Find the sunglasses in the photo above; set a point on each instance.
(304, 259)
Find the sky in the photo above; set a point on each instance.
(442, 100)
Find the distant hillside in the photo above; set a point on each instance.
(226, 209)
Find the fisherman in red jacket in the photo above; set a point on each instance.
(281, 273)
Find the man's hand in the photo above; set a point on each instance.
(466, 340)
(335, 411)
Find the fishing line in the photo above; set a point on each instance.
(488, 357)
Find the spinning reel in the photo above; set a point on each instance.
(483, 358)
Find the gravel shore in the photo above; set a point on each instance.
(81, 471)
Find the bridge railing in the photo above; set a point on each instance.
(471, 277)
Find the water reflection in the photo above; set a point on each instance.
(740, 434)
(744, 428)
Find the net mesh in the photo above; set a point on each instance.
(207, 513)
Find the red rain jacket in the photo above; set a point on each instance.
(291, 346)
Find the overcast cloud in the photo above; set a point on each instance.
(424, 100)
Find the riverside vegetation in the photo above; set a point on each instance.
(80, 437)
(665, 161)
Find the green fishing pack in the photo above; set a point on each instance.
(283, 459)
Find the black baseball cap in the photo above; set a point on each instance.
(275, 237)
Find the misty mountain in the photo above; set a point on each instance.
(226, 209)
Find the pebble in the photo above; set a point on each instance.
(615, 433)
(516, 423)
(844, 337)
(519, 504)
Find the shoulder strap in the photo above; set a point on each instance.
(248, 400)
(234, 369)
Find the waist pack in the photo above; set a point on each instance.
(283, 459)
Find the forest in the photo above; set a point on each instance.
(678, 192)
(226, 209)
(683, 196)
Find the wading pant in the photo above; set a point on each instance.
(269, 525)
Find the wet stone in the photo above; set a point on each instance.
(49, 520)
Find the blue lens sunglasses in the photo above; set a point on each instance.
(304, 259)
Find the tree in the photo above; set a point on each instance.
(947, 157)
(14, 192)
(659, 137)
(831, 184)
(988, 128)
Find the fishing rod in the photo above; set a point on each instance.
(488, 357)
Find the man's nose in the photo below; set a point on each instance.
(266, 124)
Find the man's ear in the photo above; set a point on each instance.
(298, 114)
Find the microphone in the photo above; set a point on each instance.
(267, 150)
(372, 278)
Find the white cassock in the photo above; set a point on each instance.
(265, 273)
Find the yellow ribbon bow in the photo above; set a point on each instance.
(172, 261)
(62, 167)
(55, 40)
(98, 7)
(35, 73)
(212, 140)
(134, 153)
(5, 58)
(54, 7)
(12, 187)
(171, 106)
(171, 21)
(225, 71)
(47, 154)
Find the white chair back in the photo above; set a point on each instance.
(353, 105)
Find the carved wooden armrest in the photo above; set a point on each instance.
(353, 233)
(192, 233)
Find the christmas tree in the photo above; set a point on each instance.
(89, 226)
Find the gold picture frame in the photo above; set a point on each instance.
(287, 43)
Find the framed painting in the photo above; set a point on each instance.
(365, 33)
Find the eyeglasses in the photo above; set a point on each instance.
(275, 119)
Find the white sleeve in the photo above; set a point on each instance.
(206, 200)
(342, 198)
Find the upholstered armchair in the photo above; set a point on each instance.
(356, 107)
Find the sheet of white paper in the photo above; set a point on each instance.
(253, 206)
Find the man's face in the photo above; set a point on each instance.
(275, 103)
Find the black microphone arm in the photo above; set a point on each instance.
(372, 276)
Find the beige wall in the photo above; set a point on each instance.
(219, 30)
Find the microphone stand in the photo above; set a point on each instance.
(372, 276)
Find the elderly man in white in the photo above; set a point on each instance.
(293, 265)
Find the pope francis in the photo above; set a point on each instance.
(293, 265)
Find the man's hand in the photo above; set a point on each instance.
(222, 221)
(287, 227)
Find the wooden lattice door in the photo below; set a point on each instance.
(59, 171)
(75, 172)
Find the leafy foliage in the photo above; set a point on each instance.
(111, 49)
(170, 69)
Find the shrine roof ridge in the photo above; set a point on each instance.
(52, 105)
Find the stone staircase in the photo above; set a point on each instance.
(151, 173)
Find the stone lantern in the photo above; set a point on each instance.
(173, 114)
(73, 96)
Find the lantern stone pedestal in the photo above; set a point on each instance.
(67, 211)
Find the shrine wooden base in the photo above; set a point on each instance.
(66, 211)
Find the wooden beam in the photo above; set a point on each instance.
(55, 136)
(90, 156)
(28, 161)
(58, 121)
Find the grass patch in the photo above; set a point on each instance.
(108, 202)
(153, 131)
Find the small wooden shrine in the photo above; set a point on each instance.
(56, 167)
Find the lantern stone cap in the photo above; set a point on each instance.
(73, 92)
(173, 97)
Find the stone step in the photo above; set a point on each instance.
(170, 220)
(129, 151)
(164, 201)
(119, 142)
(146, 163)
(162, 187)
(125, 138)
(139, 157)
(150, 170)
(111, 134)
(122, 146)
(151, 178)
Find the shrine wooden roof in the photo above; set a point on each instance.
|---|
• STATED GOAL
Reproduce all of the records above word for word, line for line, without changing anything.

• COMPLETED EXERCISE
Find the sunglasses in the photo above; set a point on each instance.
(304, 259)
Find the sky in the photo above; set a point on each instance.
(442, 100)
Find the distant hillside in the photo above; set a point on each instance.
(226, 209)
Find the fisherman in red jacket in the photo above; set a point on each instance.
(281, 273)
Find the man's hand in the photo above; set a point on each instance.
(466, 340)
(335, 411)
Find the fishing line in the photo above; set a point on each instance.
(488, 357)
Find the spinning reel in the photo above; set a point on each instance.
(483, 358)
Find the gravel shore in the photo above; set a point on each instance.
(81, 471)
Find the bridge railing in the photo above; set a point on each instance.
(471, 277)
Find the water reflection in the photo above; set a point on each instance.
(740, 434)
(744, 428)
Find the net mesh in the photo above; set a point on each instance.
(207, 513)
Find the red rain jacket in the photo above; set a point on each instance.
(291, 346)
Find the overcast cloud in the photo above; set a point on each instance.
(424, 100)
Find the riverside vegetation in the photo above; set a point on each instance.
(80, 437)
(665, 161)
Find the green fishing pack in the photo above; set a point on each instance.
(283, 459)
Find the black baseball cap in the photo above; set a point on each instance.
(275, 237)
Find the misty mountain in the photo above; set a point on each instance.
(226, 209)
Find the pebble in the photo above; set a point on each instance.
(615, 433)
(516, 423)
(844, 337)
(519, 504)
Find the shoulder strap in the photo above; set a point on each instance.
(248, 400)
(234, 369)
Find the waist pack in the photo above; set a point on each instance.
(283, 459)
Find the forest in the photo above; set a point on each instance.
(678, 192)
(226, 209)
(683, 196)
Find the wading pant in the photo above; set a point on each instance.
(269, 525)
Find the wet stone in the photo above; set a point on each instance.
(49, 520)
Find the blue lens sunglasses in the photo above; set a point on each instance.
(304, 259)
Find the tree in the photo above; set a point on each instance.
(947, 157)
(14, 192)
(659, 137)
(831, 184)
(988, 128)
Find the fishing rod in the photo above; set a point on each instance.
(488, 357)
Find the man's nose in the photo below; set a point on each instance.
(266, 124)
Find the man's ear in the photo above; set a point on each instance.
(298, 114)
Find the microphone in the photo above; set a point on each instance.
(267, 150)
(372, 278)
Find the white cassock in the photo above; set a point on each instance.
(265, 273)
Find the yellow ribbon bow in the photo above; set a point on each instance.
(172, 261)
(62, 167)
(55, 40)
(98, 7)
(35, 73)
(212, 140)
(134, 153)
(5, 58)
(54, 7)
(12, 187)
(171, 106)
(171, 21)
(225, 71)
(47, 154)
Find the white chair back in the photo above; set a point on each instance.
(353, 105)
Find the carved wooden armrest in the photo above; set a point on each instance.
(353, 233)
(192, 233)
Find the christmas tree in the photo above; set a point on each instance.
(89, 226)
Find the gold picture frame in the photo above; set a point on each instance.
(287, 43)
Find the framed painting in the photo above; set a point on each instance.
(365, 33)
Find the eyeglasses in the photo above; set a point on each instance.
(275, 119)
Find the white sleeve in the photo above; set a point on each instance.
(206, 200)
(342, 198)
Find the upholstered armchair in the photo above; set a point on each instance.
(356, 107)
Find the sheet of white paper in the photo above; set a point on each instance.
(253, 206)
Find the man's face in the photo above; set a point on each instance.
(275, 103)
Find the black microphone arm in the photo above; set a point on each instance.
(372, 276)
Find the beige wall in the photo above; set a point on each instance.
(219, 30)
Find the microphone stand in the photo above; set a point on each instance.
(372, 276)
Find the elderly man in white in the photo above; set a point on each instance.
(293, 265)
Find the pope francis in the photo above; set a point on each instance.
(293, 265)
Find the man's hand in the photo above; set a point on each instance.
(222, 221)
(287, 227)
Find the wooden lattice door in the photo below; set a point on each instance.
(59, 171)
(75, 172)
Find the leafy foliage in the photo above; set a point on each instance.
(111, 49)
(170, 69)
Find the shrine roof ridge in the photo above; set a point on each instance.
(52, 105)
Find the stone staircase in the photo above; set a point on each instance.
(151, 173)
Find the stone lantern in the photo above; set a point on each instance.
(173, 114)
(73, 96)
Find the lantern stone pedestal in the photo above; set a point on each instance.
(67, 211)
Find the shrine wooden base in the photo above; set a point on each instance.
(66, 211)
Find the wooden beam in the photo above; set a point on each instance.
(55, 136)
(90, 156)
(28, 161)
(58, 121)
Find the grass patch in the photo above; set a point on each instance.
(108, 202)
(153, 131)
Find the small wooden shrine in the photo above; set a point on each instance.
(56, 167)
Find the lantern stone cap in the photo above; set a point on each instance.
(73, 92)
(173, 97)
Find the stone step in the photo above; set a point on each instance.
(170, 220)
(129, 151)
(164, 201)
(119, 142)
(146, 163)
(162, 187)
(125, 138)
(139, 157)
(150, 170)
(111, 134)
(122, 146)
(151, 178)
Find the shrine wooden roof in the photo above; set a point on each instance.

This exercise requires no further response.